* _Task statement_
Exact reproduction is required for all entries.

════════════════

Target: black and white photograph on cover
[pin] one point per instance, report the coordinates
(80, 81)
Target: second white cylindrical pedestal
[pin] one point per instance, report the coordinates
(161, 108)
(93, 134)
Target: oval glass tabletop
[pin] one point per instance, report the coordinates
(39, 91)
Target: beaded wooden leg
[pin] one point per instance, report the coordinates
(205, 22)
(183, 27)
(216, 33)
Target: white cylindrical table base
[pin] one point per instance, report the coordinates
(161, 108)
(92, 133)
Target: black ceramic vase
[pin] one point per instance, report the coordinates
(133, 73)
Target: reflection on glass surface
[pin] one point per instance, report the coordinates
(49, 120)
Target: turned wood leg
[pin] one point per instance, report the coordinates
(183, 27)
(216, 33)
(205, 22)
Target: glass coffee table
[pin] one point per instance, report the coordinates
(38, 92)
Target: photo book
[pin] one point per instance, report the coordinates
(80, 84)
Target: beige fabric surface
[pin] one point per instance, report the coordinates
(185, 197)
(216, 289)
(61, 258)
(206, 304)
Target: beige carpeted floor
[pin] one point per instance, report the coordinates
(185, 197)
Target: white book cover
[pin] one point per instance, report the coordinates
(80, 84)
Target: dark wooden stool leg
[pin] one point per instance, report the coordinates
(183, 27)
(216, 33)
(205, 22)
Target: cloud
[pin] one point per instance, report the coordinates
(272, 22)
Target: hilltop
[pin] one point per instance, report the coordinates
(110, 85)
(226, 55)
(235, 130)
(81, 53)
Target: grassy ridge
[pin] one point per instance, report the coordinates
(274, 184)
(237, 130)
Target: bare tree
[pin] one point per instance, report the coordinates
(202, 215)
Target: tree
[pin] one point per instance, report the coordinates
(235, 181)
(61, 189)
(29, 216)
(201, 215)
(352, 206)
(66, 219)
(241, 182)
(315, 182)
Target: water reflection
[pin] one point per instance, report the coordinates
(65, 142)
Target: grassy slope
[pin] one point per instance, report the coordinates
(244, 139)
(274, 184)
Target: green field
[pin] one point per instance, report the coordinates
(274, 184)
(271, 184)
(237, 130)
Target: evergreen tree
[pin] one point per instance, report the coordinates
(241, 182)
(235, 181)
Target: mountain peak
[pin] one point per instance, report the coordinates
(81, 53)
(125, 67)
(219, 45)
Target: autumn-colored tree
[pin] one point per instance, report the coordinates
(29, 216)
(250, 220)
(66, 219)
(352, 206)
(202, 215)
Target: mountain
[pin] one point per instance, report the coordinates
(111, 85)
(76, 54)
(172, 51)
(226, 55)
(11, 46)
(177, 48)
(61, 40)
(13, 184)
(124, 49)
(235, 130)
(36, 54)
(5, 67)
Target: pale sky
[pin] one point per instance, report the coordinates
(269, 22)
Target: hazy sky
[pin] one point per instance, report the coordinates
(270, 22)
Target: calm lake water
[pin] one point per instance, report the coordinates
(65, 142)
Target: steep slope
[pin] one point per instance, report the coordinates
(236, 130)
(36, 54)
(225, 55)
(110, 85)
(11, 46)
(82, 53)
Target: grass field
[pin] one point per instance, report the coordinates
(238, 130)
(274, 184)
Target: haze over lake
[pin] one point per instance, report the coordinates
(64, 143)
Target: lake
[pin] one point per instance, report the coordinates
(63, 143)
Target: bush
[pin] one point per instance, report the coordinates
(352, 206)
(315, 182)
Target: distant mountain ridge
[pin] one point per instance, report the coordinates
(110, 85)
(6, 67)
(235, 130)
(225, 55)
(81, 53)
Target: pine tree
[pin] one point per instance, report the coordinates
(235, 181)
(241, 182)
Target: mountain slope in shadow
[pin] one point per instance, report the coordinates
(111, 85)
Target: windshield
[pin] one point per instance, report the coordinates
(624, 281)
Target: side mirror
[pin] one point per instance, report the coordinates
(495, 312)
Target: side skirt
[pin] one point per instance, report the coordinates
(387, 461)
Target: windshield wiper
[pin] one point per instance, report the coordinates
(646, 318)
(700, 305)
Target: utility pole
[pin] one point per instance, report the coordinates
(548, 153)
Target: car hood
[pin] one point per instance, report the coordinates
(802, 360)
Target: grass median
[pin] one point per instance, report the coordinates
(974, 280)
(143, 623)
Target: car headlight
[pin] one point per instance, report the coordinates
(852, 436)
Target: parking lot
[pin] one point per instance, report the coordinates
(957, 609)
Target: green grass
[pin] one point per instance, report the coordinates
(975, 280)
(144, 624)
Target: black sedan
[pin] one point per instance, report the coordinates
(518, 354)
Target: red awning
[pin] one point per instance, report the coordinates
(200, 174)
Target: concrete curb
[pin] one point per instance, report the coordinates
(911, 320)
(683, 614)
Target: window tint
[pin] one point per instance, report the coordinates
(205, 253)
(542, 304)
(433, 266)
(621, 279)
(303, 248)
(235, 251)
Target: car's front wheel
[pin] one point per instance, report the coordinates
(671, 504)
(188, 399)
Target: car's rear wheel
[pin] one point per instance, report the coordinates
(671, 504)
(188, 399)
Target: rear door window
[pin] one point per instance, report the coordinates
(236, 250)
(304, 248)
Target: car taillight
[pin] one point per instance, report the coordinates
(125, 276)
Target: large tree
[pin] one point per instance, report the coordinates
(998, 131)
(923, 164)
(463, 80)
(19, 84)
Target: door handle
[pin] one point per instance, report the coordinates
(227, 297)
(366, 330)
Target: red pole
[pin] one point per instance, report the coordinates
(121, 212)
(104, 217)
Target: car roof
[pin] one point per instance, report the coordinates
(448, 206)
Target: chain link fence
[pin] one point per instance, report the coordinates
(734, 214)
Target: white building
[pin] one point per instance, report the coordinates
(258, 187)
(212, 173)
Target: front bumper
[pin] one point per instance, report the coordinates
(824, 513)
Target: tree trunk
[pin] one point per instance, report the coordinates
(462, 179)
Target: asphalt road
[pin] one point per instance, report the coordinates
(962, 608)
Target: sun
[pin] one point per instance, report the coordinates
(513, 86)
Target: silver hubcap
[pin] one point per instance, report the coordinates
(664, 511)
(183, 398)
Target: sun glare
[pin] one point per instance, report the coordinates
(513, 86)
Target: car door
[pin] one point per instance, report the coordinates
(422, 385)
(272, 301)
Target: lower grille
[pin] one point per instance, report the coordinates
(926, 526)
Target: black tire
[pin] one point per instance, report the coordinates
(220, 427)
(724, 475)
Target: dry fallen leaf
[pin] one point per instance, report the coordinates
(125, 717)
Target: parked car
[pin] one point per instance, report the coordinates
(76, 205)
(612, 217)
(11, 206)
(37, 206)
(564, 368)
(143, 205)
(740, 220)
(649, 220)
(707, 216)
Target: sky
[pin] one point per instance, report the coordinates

════════════════

* _Finished exercise_
Target: black and white photograph on cover
[pin] one point per instance, report the coordinates
(80, 81)
Target: second white cylindrical pedestal
[pin] one point per instance, report the coordinates
(161, 108)
(93, 134)
Target: oval glass tabletop
[pin] one point per instance, report the coordinates
(39, 91)
Target: beaded wooden leg
[pin] one point per instance, report the coordinates
(205, 22)
(183, 27)
(216, 33)
Target: white cylindrical table base
[pin] one point per instance, report the coordinates
(161, 108)
(92, 133)
Target: black ceramic vase
[pin] one point per instance, report the coordinates
(133, 73)
Target: reflection on glass surface
[pin] one point per instance, report the coordinates
(49, 120)
Target: turned wood leg
[pin] one point per instance, report the coordinates
(183, 27)
(216, 33)
(205, 22)
Target: glass coffee table
[pin] one point per instance, report the coordinates
(38, 92)
Target: photo book
[pin] one point per instance, report the coordinates
(80, 84)
Target: beige fabric surface
[pin] one point per instance, report the coordinates
(185, 197)
(216, 289)
(61, 258)
(206, 304)
Target: beige carpeted floor
[pin] one point per instance, report the coordinates
(185, 197)
Target: white book cover
[pin] one point per instance, report the coordinates
(80, 84)
Target: dark wooden stool leg
[pin] one point per instance, report the coordinates
(183, 27)
(216, 33)
(205, 22)
Target: cloud
[pin] one point per instance, report the coordinates
(272, 22)
Target: hilltop
[pin] one point per instance, report the coordinates
(110, 85)
(226, 55)
(235, 130)
(81, 53)
Target: grassy ridge
[pin] one point per instance, report the coordinates
(274, 184)
(237, 130)
Target: bare tree
[pin] one point per instance, report the coordinates
(202, 215)
Target: tree
[pin] one point per instance, report the coordinates
(235, 181)
(61, 189)
(29, 216)
(201, 215)
(352, 206)
(66, 219)
(241, 182)
(315, 182)
Target: water reflection
[pin] one point per instance, report the coordinates
(65, 142)
Target: grassy slope
[pin] one point per instance, report the coordinates
(244, 139)
(274, 184)
Target: green field
[pin] one point per instance, report the coordinates
(274, 184)
(271, 184)
(237, 130)
Target: evergreen tree
[pin] one point per instance, report the coordinates
(241, 182)
(235, 181)
Target: mountain peak
[pin] one point per instance, report the coordinates
(81, 53)
(125, 67)
(219, 45)
Target: autumn-colored tree
[pin] one point per instance, report the coordinates
(29, 216)
(250, 220)
(66, 219)
(352, 206)
(202, 215)
Target: mountain
[pin] one point per instance, report the coordinates
(111, 85)
(76, 54)
(172, 51)
(226, 55)
(11, 46)
(177, 48)
(61, 40)
(13, 184)
(124, 49)
(235, 130)
(36, 54)
(5, 67)
Target: pale sky
[pin] one point per instance, report the coordinates
(269, 22)
Target: hazy sky
[pin] one point per instance, report the coordinates
(270, 22)
Target: calm lake water
[pin] one point per instance, report the coordinates
(65, 142)
Target: steep slope
[pin] one point per instance, report the coordinates
(236, 130)
(36, 54)
(225, 55)
(110, 85)
(11, 46)
(82, 53)
Target: grass field
[pin] one point per instance, report the coordinates
(238, 130)
(274, 184)
Target: haze over lake
[pin] one point per instance, report the coordinates
(64, 143)
Target: lake
[pin] one point per instance, report the coordinates
(63, 143)
Target: bush
[pin] one point per instance, report the coordinates
(352, 206)
(315, 182)
Target: distant mountain ridge
[pin] one point per instance, report the coordinates
(110, 85)
(6, 67)
(235, 130)
(225, 55)
(81, 53)
Target: pine tree
[pin] one point per instance, report the coordinates
(235, 181)
(241, 182)
Target: mountain slope in shadow
[pin] one point per instance, report the coordinates
(111, 85)
Target: windshield
[pin] one point per instance, report the coordinates
(624, 281)
Target: side mirror
[pin] one point per instance, report the coordinates
(495, 312)
Target: side skirt
[pin] one point per instance, report the coordinates
(387, 461)
Target: windshield wiper
[pin] one point per instance, report the coordinates
(646, 318)
(700, 305)
Target: utility pole
[pin] one point per instance, report the coordinates
(548, 153)
Target: car hood
[pin] one point per instance, report the coordinates
(802, 360)
Target: grass median
[pin] one point per instance, report the coordinates
(974, 280)
(143, 623)
Target: car headlight
[pin] one point per instance, report the coordinates
(852, 436)
Target: parking lot
[pin] one point per instance, report the coordinates
(957, 609)
Target: green grass
[pin] one point per instance, report the coordinates
(975, 280)
(144, 624)
Target: black sedan
[pin] one point per instance, report the coordinates
(518, 354)
Target: red awning
[pin] one point per instance, report the coordinates
(200, 174)
Target: concrete curb
[pin] one point per instance, report the coordinates
(911, 320)
(683, 614)
Target: window tint
[pin] one point per instance, report the coordinates
(205, 253)
(542, 304)
(433, 266)
(621, 279)
(303, 248)
(235, 251)
Target: car's front wheel
[pin] one point per instance, report the coordinates
(671, 504)
(188, 399)
Target: car's rear wheel
[pin] one point per instance, report the coordinates
(671, 504)
(188, 399)
Target: rear door window
[pin] one point per instance, report the coordinates
(236, 250)
(304, 248)
Target: car taillight
[pin] one point per instance, report the coordinates
(125, 276)
Target: large tree
[pin] one point per instance, report the coordinates
(998, 131)
(923, 164)
(463, 80)
(19, 84)
Target: door handle
[pin] one point per instance, report the coordinates
(227, 297)
(366, 330)
Target: red pole
[pin] one point per instance, report the coordinates
(121, 212)
(104, 217)
Target: car roof
[pin] one point per instance, report the coordinates
(448, 206)
Target: chain link fence
[pin] one point per instance, report the coordinates
(734, 214)
Target: white building
[pin] one point per instance, report the coordinates
(258, 187)
(212, 173)
Target: front bumper
[pin] one point per instance, report the coordinates
(824, 513)
Target: tree trunk
[pin] one point per instance, report the coordinates
(462, 179)
Target: asphalt road
[pin] one point per instance, report the coordinates
(962, 608)
Target: sun
[pin] one point per instance, report the coordinates
(513, 86)
Target: silver hubcap
[pin] one point per instance, report the coordinates
(664, 511)
(183, 398)
Target: sun glare
[pin] one point per instance, report the coordinates
(513, 86)
Target: car door
[pin] one point per instance, report the coordinates
(422, 385)
(272, 301)
Target: lower grille
[pin] one point per instance, report the coordinates
(926, 526)
Target: black tire
[pin] one point per instance, report the coordinates
(220, 427)
(724, 475)
Target: dry fallen leaf
[pin] one point per instance, report the coordinates
(125, 717)
Target: parked car
[pin] one point per instance, report the coordinates
(76, 205)
(612, 217)
(11, 206)
(37, 206)
(564, 368)
(143, 205)
(740, 220)
(649, 220)
(707, 216)
Target: sky
[pin] one point per instance, report the coordinates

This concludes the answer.